### [Trecho selecionado]
###

O problema do uso sistemático de termos técnicos da filosofia fora da conotação apropriada dos seus sistemas originários é que eles perdem o seu espírito.
Sabe quando você está diante de uma pequena grande conquista, aquelas que só são importantes para nós mesmos e que podem ser corriqueiras para qualquer outro? E alguém vai lá e passa na sua frente fazendo aquilo por ti ou te impedindo de alcançar? É mais ou menos isso que acontece com o espírito dos termos. Quando usado no contexto que foram criados, são enormes, carregam toda a história que o antecede.
São verdadeiras conquistas semânticas que carregam grande e gritante tradição. Quando usadas levianamente, ou até quando são mera repetição e não estão dotadas de sentido interno, são pequenas em si mesmo. Quando Hoppe fala autopropriedade se refere a maior conquista humana já imaginada. Ao futuro efetivo do mundo.
O reconhecimento metafísico pleno do sujeito levado às últimas consequências normativas, a extensão total dos fins do sujeito no próprio sujeito. Essa expressão carrega em si mesmo um mundo. Um mundo que eu preciso proteger.
Quando Hoppe fala de ética argumentativa, ele está dizendo que o sujeito é normativamente através do discurso. O SUJEITO É NORMATIVAMENTE ATRAVÉS DO DISCURSO. Isso é tão belo, tão singelo, somos obrigação moral implícita, todos carregamos implícitos na nossa vontade algo que ao ser reconhecido no discurso se traduz como EU SOU DONO DOS MEUS FINS.
É uma proposição normativa originária e eu demorei anos para perceber isso, e esses anos acabam de me ajudar a perceber uma reviravolta interessantíssima na guerra intelectual contra os irrealistas.
Existem proposições normativas que advém da própria consideração ontológica. Até mesmo antes da configuração propositiva, até mesmo da intuição referencial e inferencial, há a necessidade da estipulação primeira em relação ao ente que enuncia a proposição.
Suas características PRECISAM ser enxergadas porque qualquer caráter de veracidade de uma afirmação qualquer será obrigatoriamente instituída utilizando um aparato de correspondência das premissas para com o objeto a que fazem referência, mas também para o interprete necessário.

###

### [Itens armazenados de uma coleção]
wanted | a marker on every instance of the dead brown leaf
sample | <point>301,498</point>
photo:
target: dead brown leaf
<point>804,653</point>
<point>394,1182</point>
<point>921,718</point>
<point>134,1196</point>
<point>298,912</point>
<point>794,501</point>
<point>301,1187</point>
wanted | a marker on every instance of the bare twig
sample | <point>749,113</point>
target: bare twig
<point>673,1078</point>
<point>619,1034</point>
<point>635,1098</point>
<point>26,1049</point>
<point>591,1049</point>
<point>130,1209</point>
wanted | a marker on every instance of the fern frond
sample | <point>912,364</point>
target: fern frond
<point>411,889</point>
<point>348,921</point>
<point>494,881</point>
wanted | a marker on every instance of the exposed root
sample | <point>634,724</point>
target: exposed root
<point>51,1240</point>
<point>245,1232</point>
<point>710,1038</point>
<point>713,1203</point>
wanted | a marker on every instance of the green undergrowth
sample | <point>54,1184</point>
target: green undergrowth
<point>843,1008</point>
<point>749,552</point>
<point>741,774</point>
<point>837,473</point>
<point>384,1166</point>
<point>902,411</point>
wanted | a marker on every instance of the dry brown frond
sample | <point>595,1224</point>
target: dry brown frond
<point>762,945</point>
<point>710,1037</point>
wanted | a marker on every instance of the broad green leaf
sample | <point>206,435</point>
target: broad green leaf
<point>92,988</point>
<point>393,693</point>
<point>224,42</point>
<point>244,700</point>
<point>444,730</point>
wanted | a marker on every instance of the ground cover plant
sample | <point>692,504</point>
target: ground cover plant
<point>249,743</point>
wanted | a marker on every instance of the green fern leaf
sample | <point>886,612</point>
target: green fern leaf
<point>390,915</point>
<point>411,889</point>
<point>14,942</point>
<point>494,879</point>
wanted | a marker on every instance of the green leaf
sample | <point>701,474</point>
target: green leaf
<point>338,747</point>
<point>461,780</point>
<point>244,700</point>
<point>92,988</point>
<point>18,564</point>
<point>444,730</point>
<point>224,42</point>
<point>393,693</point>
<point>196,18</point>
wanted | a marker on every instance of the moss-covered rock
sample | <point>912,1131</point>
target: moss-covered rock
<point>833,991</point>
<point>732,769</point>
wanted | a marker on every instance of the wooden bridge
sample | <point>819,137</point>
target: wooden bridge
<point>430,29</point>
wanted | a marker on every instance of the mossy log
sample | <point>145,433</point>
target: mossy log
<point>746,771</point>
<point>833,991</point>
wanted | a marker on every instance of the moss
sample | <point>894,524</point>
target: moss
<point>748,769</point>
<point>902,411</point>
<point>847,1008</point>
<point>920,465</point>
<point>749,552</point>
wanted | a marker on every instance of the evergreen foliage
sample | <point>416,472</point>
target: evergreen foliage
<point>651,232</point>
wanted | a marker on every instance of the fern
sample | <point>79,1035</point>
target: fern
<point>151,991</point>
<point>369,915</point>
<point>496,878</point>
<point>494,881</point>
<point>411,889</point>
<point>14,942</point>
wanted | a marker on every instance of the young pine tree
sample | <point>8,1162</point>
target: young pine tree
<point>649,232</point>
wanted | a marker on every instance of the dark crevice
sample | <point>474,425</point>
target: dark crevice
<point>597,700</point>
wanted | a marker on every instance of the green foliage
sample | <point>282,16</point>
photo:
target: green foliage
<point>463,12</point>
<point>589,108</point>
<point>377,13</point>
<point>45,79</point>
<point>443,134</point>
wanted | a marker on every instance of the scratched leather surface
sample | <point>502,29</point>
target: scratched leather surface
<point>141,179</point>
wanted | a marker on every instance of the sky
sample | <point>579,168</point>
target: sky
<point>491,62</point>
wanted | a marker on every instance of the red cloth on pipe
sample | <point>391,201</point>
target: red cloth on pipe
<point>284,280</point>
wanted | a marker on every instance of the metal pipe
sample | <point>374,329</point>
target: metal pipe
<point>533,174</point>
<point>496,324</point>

###

### [Objetivo A]
Transcreva do trecho sobre os termos filosóficos a passagem que começa em "O problema do" e segue até "o seu espírito.".
### [Objetivo B]
Dê continuidade ao trecho sobre os termos filosóficos a partir da última frase apresentada.
O material não tem relação com o trecho sobre os termos filosóficos.

### [Resposta A]
O problema do uso sistemático de termos técnicos da filosofia fora da conotação apropriada dos seus sistemas originários é que eles perdem o seu espírito.

### [Resposta B]
Isso se dá devido ao caráter fortemente relativista das análises, mesmo em uma meta-estrutura a lá Tarski, não temos como sair do fato que a verdade das premissas corresponde a um conjunto de crenças que a interpreta e que elas apenas serão verdadeiras em relação a esse conjunto ou ao conjunto de conjuntos de crenças, em última análise.
Para que o conjunto de ferramentas lógicas básicas seja compreensível ao sujeito, compartilhamos necessariamente alguns PODERES, esses poderes se referem a capacidade de raciocínio, mas também a capacidade de abstração.
São também os elementos que tornam a própria lógica cognoscível. Ao reconhecer que a própria lógica irá compartilhar desses pressupostos, ao reconhecer que a própria capacidade de consenso de linguagem irá girar em torno de acordos de sentido que precisam ter elementos comuns.
Ao reconhecer que para sequer nos concebermos racionalmente, como presença, temos que antes de tudo nos reconhecermos como possíveis, eis que elementos reais da realidade, e que essa possibilidade se traduz na mais simples afirmação conceitual: ser, temos que o verdadeiro lugar ontológico é como afirmação normativa originária necessária.
Precisamos afirmar desde o início que pertencemos a alguma classe ontológica, ainda que essa classe fosse ter apenas um indivíduo. Minha tese aqui é a seguinte: o discurso nada mais faz do que confirmar a existência de seres de mesma classe ontológica.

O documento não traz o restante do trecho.